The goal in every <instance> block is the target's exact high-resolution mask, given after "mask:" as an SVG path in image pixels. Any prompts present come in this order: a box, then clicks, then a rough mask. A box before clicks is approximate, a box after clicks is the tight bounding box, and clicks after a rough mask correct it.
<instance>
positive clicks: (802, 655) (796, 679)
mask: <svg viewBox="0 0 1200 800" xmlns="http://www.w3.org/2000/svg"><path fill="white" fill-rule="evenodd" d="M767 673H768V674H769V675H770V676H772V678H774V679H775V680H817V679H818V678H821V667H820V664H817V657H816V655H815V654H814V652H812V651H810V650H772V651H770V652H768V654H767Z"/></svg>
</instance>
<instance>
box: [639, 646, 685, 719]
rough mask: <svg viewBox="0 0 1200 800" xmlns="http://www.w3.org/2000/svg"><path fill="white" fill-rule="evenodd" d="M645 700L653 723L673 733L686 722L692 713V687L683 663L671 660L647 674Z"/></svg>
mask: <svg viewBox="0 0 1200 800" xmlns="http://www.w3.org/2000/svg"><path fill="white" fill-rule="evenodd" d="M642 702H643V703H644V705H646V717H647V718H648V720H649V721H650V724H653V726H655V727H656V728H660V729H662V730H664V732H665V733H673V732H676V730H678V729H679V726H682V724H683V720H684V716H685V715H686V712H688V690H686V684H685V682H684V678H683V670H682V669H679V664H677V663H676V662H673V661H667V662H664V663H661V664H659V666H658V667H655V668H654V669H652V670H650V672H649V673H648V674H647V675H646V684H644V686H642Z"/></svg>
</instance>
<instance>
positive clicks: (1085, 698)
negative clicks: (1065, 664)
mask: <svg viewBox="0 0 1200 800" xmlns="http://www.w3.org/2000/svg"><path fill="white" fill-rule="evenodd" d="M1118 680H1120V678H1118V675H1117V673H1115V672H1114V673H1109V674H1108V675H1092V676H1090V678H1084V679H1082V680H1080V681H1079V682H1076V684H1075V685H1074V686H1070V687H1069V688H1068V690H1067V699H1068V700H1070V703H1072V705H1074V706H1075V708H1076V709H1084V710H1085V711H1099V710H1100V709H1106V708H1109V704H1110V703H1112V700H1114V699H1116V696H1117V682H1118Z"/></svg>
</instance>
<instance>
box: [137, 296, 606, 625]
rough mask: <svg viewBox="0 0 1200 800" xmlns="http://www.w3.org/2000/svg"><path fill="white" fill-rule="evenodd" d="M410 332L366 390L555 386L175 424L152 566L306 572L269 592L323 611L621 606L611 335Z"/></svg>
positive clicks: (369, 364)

• • • •

- Exercise: Rewrite the records above with "foreground clicks" substituted for every "positive clicks", and leave everything else unchanged.

- Written reply:
The goal in every <instance> block is the target's exact high-resolution mask, given after "mask:" as an SVG path in image pixels. Any prompts present come in this order: a box, then clicks, then a rough mask. A box before clicks is approximate, a box after clicks is the tight bounding box, and clicks after a rough mask correct it.
<instance>
foreground clicks: (802, 655) (796, 679)
mask: <svg viewBox="0 0 1200 800" xmlns="http://www.w3.org/2000/svg"><path fill="white" fill-rule="evenodd" d="M767 673H768V674H769V675H770V676H772V678H774V679H775V680H817V679H818V678H821V667H820V664H817V657H816V655H815V654H814V652H812V651H810V650H772V651H770V652H768V654H767Z"/></svg>
</instance>
<instance>
box: [639, 646, 685, 719]
rough mask: <svg viewBox="0 0 1200 800" xmlns="http://www.w3.org/2000/svg"><path fill="white" fill-rule="evenodd" d="M645 700L653 723L673 733L686 722L692 713V687L683 663L671 660L647 674Z"/></svg>
mask: <svg viewBox="0 0 1200 800" xmlns="http://www.w3.org/2000/svg"><path fill="white" fill-rule="evenodd" d="M642 702H643V703H644V705H646V717H647V718H648V720H649V721H650V724H653V726H655V727H656V728H660V729H662V730H664V732H665V733H673V732H676V730H678V729H679V726H682V724H683V720H684V716H685V715H686V712H688V690H686V684H685V682H684V678H683V670H682V669H679V664H677V663H676V662H673V661H667V662H664V663H661V664H659V666H658V667H655V668H654V669H652V670H650V672H649V673H648V674H647V675H646V684H644V686H642Z"/></svg>
</instance>
<instance>
foreground clicks: (1085, 698)
negative clicks: (1065, 664)
mask: <svg viewBox="0 0 1200 800" xmlns="http://www.w3.org/2000/svg"><path fill="white" fill-rule="evenodd" d="M1118 680H1120V678H1118V675H1117V673H1115V672H1114V673H1109V674H1108V675H1092V676H1090V678H1084V679H1082V680H1080V681H1079V682H1076V684H1075V685H1074V686H1070V687H1069V688H1068V690H1067V699H1068V700H1070V703H1072V705H1074V706H1075V708H1076V709H1084V710H1085V711H1099V710H1100V709H1106V708H1109V704H1110V703H1112V700H1114V699H1116V696H1117V682H1118Z"/></svg>
</instance>
<instance>
box: [137, 296, 606, 625]
rough mask: <svg viewBox="0 0 1200 800" xmlns="http://www.w3.org/2000/svg"><path fill="white" fill-rule="evenodd" d="M410 332L366 390L555 386L175 424L152 566L306 572L269 592L323 611L621 606L611 335Z"/></svg>
foreground clicks: (369, 364)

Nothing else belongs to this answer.